— BEGIN —

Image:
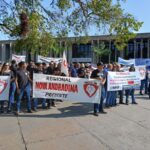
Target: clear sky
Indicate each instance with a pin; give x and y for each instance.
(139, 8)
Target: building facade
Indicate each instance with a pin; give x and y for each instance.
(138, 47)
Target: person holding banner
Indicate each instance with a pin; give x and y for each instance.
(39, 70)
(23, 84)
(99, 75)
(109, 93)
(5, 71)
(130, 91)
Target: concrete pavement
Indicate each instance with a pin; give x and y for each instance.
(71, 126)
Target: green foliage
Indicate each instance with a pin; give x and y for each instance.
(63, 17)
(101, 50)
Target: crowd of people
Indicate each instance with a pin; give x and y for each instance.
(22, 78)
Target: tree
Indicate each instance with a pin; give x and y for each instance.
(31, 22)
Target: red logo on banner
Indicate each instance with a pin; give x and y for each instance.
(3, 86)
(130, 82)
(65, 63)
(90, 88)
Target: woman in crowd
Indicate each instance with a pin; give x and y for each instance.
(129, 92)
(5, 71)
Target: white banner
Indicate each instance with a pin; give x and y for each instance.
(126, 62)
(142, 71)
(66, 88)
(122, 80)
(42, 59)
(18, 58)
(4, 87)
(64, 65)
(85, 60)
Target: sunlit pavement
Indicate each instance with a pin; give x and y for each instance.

— END —
— BEGIN —

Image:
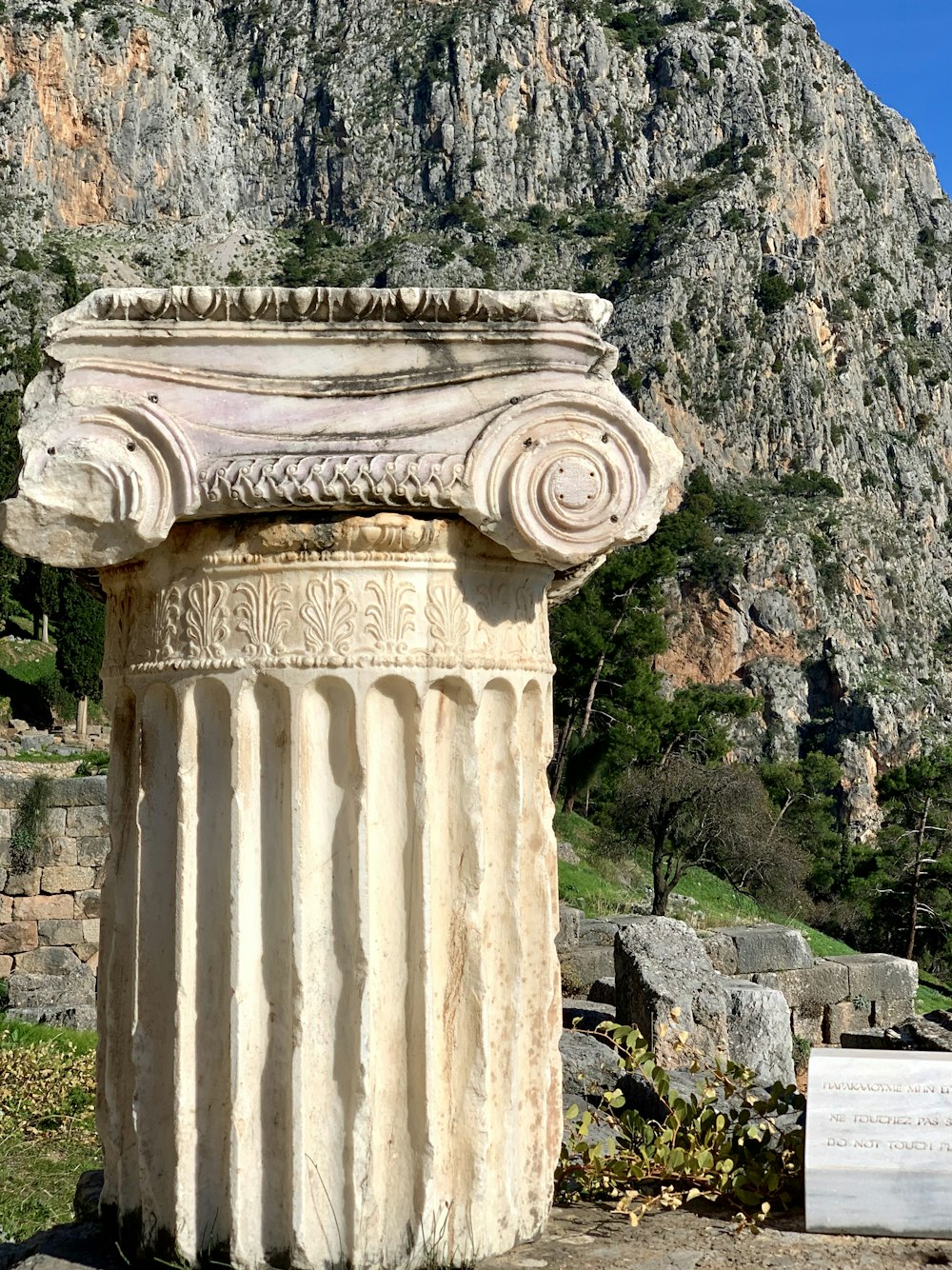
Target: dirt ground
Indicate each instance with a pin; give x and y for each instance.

— END —
— BEGIN —

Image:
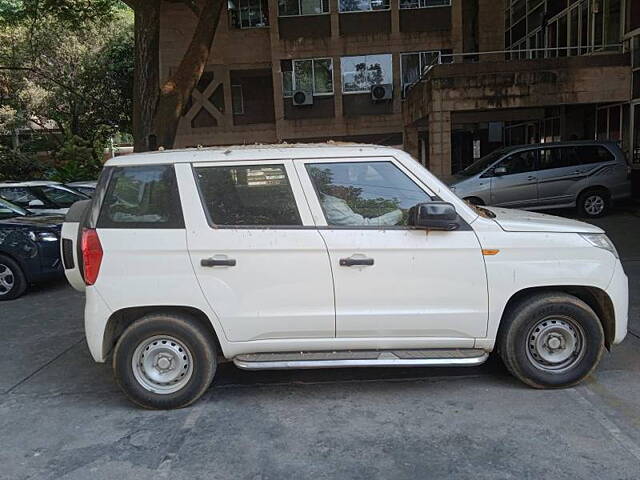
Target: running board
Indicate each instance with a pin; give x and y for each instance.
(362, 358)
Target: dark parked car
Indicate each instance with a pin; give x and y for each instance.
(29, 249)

— END —

List every line of the data above that contains the string "crowd".

RESPONSE TO THIS EXERCISE |
Target: crowd of people
Target: woman in crowd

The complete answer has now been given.